[Prompt]
Could you reproduce, exactly as written, every line from the one containing "of the blue" through the last line of the records, and nothing else?
════════════════
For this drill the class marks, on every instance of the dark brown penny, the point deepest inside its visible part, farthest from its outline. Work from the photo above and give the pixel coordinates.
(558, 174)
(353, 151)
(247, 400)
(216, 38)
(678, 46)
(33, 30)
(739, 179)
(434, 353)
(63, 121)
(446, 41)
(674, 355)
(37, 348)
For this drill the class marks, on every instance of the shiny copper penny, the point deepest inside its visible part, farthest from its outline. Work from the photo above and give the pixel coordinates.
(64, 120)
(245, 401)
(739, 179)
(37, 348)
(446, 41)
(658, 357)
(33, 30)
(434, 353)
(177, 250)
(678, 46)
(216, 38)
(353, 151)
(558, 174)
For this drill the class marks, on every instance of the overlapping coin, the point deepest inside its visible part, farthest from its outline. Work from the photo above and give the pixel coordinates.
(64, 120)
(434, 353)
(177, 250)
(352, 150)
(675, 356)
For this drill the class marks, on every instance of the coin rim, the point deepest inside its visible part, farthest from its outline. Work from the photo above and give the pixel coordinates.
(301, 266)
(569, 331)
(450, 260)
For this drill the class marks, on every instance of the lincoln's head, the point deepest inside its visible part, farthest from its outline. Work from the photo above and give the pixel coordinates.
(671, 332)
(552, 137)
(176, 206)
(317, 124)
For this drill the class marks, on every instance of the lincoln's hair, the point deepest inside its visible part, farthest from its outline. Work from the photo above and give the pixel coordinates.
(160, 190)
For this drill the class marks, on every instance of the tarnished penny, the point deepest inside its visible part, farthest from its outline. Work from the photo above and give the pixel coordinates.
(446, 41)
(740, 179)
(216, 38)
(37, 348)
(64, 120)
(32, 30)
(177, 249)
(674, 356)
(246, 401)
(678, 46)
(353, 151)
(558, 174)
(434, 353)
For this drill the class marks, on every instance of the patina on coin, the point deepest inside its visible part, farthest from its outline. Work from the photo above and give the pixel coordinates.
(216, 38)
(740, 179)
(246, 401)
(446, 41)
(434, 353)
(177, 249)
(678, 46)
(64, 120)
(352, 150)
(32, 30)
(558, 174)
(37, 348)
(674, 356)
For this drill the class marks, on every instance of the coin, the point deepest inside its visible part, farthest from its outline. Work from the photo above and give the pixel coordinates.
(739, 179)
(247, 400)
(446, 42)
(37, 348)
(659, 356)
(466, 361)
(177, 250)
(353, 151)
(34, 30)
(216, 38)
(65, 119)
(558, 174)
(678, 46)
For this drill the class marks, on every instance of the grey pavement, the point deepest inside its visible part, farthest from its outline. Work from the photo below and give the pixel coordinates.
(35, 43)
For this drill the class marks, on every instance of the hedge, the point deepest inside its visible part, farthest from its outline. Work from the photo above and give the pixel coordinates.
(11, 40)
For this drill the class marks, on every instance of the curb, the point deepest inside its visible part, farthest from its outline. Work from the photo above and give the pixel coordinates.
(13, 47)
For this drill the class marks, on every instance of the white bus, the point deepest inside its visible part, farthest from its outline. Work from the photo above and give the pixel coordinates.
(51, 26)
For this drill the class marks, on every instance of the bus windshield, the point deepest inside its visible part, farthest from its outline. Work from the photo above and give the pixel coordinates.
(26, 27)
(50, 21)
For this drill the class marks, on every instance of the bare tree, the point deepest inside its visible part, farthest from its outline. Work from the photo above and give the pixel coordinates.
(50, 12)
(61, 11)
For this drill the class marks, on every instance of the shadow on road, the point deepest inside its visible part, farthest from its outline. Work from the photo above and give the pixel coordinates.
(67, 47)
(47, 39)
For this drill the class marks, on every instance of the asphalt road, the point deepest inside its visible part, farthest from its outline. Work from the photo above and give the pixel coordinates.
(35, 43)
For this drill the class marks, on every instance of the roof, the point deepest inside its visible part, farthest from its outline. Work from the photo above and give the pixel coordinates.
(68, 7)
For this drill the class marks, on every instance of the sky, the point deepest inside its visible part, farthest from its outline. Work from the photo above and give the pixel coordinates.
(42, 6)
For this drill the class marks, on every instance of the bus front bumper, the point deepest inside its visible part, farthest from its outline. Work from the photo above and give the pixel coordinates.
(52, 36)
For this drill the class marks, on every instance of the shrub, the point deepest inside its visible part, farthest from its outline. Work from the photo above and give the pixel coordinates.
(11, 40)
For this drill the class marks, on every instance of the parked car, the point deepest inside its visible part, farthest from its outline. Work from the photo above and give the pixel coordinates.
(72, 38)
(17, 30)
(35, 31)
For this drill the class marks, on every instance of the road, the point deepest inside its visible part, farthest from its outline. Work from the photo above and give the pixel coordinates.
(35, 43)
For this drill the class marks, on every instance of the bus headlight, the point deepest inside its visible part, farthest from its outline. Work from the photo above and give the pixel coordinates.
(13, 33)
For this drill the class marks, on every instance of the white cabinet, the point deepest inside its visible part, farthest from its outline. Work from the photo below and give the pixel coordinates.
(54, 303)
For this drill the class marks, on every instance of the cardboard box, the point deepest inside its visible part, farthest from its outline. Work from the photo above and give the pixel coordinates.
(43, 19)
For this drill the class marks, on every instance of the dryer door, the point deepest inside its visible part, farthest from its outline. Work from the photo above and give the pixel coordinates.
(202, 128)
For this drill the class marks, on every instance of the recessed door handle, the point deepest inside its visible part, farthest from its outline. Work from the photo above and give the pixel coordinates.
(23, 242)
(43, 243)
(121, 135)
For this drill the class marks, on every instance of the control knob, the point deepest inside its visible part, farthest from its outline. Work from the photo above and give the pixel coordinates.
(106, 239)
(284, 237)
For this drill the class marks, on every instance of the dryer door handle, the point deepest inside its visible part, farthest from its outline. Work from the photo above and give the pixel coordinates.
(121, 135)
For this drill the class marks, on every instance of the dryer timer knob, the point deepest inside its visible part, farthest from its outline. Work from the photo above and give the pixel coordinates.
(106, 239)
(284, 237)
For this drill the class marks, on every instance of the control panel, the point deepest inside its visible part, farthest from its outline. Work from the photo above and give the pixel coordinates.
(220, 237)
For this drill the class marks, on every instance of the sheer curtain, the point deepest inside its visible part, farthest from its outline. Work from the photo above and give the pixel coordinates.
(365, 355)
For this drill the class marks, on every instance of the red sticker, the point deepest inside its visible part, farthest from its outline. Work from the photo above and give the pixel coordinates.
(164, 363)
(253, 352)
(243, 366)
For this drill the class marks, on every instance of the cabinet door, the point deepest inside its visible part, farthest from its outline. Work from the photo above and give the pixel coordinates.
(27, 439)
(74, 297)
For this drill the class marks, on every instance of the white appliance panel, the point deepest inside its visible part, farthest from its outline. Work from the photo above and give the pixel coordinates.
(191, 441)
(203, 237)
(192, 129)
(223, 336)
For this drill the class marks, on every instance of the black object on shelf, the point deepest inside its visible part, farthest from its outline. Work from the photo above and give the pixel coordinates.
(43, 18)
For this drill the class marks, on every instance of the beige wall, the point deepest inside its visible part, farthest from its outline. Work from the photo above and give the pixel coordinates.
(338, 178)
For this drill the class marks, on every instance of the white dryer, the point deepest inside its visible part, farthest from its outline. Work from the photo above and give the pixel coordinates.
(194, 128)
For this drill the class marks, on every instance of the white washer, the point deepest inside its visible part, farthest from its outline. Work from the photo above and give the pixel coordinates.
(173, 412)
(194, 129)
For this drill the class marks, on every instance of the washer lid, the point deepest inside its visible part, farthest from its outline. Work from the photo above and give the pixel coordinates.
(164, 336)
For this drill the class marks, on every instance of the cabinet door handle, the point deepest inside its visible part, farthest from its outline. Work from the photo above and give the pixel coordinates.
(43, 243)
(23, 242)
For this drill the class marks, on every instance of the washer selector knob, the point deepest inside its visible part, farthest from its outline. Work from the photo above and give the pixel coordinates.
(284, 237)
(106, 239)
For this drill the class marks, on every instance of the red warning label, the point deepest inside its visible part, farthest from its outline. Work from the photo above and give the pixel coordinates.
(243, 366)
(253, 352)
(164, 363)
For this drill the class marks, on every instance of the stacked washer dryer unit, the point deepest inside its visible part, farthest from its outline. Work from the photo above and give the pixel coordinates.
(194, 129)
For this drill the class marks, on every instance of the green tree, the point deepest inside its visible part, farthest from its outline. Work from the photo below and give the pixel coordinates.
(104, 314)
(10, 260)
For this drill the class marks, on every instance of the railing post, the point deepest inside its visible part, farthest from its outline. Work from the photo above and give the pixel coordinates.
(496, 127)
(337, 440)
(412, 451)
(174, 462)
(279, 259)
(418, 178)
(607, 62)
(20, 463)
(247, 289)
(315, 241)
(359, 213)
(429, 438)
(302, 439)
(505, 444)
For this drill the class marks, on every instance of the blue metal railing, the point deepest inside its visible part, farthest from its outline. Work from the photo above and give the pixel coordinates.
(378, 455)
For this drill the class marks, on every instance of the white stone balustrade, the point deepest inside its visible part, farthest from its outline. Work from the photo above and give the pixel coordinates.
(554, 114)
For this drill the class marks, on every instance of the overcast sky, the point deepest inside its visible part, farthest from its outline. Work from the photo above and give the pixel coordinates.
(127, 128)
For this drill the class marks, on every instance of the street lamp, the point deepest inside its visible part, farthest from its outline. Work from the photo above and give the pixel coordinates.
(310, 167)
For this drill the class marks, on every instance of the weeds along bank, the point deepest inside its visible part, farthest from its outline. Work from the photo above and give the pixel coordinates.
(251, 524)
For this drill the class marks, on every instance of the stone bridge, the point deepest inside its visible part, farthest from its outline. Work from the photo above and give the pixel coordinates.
════════════════
[Task solution]
For this drill the class marks, on every instance of the blue metal railing, the point deepest inside its visible part, farthest from its outline. Work from the photo above and give the pixel coordinates.
(378, 455)
For this drill the class marks, on every instance of the white stone balustrade, the point deepest inside its visible part, farthest from its outline. Work from the photo above and give the pixel coordinates.
(554, 114)
For this drill the class marks, on every instance of the overcast sky, the point deepest inside its visible part, farthest from its outline. Work from the photo above and give the pixel coordinates.
(127, 128)
For this drill the class marks, on every instance of the street lamp, the point deepest inside its visible part, farthest from its outline. Work from the photo above and give the pixel coordinates.
(310, 167)
For this drill the class marks, on every instance of the weeds along bank, the point deepest inside its visible part, farthest from its outline. Work from the photo above and give the pixel coordinates.
(251, 524)
For this drill the class marks, on every instance of the stone bridge, the point deepest inside its visible part, farthest from its outline. Work from the photo above and give the pixel coordinates.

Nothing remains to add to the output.